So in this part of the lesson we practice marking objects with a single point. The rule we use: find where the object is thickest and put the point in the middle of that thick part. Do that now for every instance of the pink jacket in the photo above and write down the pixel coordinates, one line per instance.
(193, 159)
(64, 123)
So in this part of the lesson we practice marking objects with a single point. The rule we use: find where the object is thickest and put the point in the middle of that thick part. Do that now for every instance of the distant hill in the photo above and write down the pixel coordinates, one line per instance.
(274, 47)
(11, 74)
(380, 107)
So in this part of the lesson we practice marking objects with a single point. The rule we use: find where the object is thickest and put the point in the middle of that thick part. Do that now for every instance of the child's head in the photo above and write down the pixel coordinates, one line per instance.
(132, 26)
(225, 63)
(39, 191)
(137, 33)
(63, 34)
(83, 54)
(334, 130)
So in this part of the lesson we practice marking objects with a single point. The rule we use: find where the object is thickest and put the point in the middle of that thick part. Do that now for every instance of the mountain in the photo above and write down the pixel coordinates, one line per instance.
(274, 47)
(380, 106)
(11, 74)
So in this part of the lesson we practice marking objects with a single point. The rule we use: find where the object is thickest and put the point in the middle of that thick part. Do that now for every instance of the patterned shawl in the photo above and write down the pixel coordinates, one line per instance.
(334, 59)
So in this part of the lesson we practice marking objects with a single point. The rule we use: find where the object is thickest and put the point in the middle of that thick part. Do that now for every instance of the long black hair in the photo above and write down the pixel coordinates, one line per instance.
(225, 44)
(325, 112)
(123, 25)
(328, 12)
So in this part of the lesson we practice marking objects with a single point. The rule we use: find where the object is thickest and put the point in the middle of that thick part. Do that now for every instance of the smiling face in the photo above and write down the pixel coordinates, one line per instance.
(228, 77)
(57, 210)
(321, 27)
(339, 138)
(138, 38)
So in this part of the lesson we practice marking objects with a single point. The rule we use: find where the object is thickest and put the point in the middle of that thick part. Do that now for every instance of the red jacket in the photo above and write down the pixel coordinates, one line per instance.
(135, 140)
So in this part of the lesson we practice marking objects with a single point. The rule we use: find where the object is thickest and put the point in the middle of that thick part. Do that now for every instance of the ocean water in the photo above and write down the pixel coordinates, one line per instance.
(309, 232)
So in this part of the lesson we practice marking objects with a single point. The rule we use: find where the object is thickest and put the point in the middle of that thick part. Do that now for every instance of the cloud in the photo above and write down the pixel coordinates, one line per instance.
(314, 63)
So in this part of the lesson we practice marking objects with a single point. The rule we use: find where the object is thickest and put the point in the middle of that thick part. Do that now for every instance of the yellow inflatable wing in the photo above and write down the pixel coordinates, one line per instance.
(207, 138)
|---|
*About this task*: Please reproduce every line of the material word for word.

*Result of the task*:
So in this part of the lesson we practice marking objects with a single point. The rule we use: find where the object is thickest and put the point in the middle of that thick part. Do that now for every instance of the pink jacket in the photo above and write down the pixel coordinates, one line per instance.
(193, 159)
(64, 123)
So in this part of the lesson we practice marking objects with a single point. The rule we use: find where the object is thickest and put the point in the middle of that thick part. Do that now for every instance of the distant hill in the photo above and write down the pixel coordinates, one line per instance.
(274, 47)
(11, 74)
(380, 107)
So in this part of the lesson we practice marking objects with a single point. The rule we use: find where the object is thickest and put the point in the middle of that thick part. Do that now for every instance of the child's head in the photo above and write down the pixel coordinates, one line per instance.
(132, 26)
(225, 63)
(39, 191)
(137, 33)
(63, 34)
(83, 54)
(334, 130)
So in this part of the lesson we practice marking objects with a single point. The rule we use: find where the object is thickest and put the point in the middle of that thick part. Do that now for every instance of the mountain in the photo above and write down the pixel coordinates, one line per instance.
(274, 47)
(380, 106)
(11, 74)
So in this part of the lesson we practice marking objects with a single point. The rule we use: find where the object is thickest and put the point in the middle of that thick part. Do that now for every instance of the patterned shawl in the photo above and write down the pixel coordinates, one line per instance.
(334, 59)
So in this part of the lesson we practice marking objects with a single point. The rule we use: find where the object is thickest and put the point in the middle of that thick part. Do that now for every instance of the long black hair in the photo above and write down the pixel coordinates, one line per instance.
(225, 44)
(325, 112)
(123, 25)
(328, 12)
So in this part of the lesson we practice marking objects with a single point. The rule we use: find where the object is thickest and put the point in the middle of that thick part. Do that now for every instance of the smiling face in the photo above and write down the pixel coordinates, one line per instance.
(228, 77)
(57, 210)
(321, 27)
(339, 138)
(138, 38)
So in this part of the lesson we practice marking objects with a single point. The rule we use: find where the object is thickest and put the point in the middle of that thick part. Do that now for every instance of the red jacket in the photo above and write down the pixel coordinates, one line per instance.
(135, 140)
So in this part of the lesson we practice marking objects with a single point. The rule we use: find where the object is thickest and put the point in the middle of that thick part. Do that now for every instance of the ocean water in the photo above and write down the pixel coordinates, one line per instance.
(309, 232)
So in this part of the lesson we practice marking objects with a single point. The rule we use: find where the object is thickest and put the point in the middle of that thick part. Do that now for every instance of the cloud in the photo above and write down the pixel coordinates, one line per instance.
(314, 63)
So in this part of the lesson we practice marking objects with a single point. The rule we use: find where the object is thickest and put the point in the middle of that thick part. Do that now for every instance of the yellow inflatable wing in the photo above and write down the pixel coordinates, one line per instance.
(207, 138)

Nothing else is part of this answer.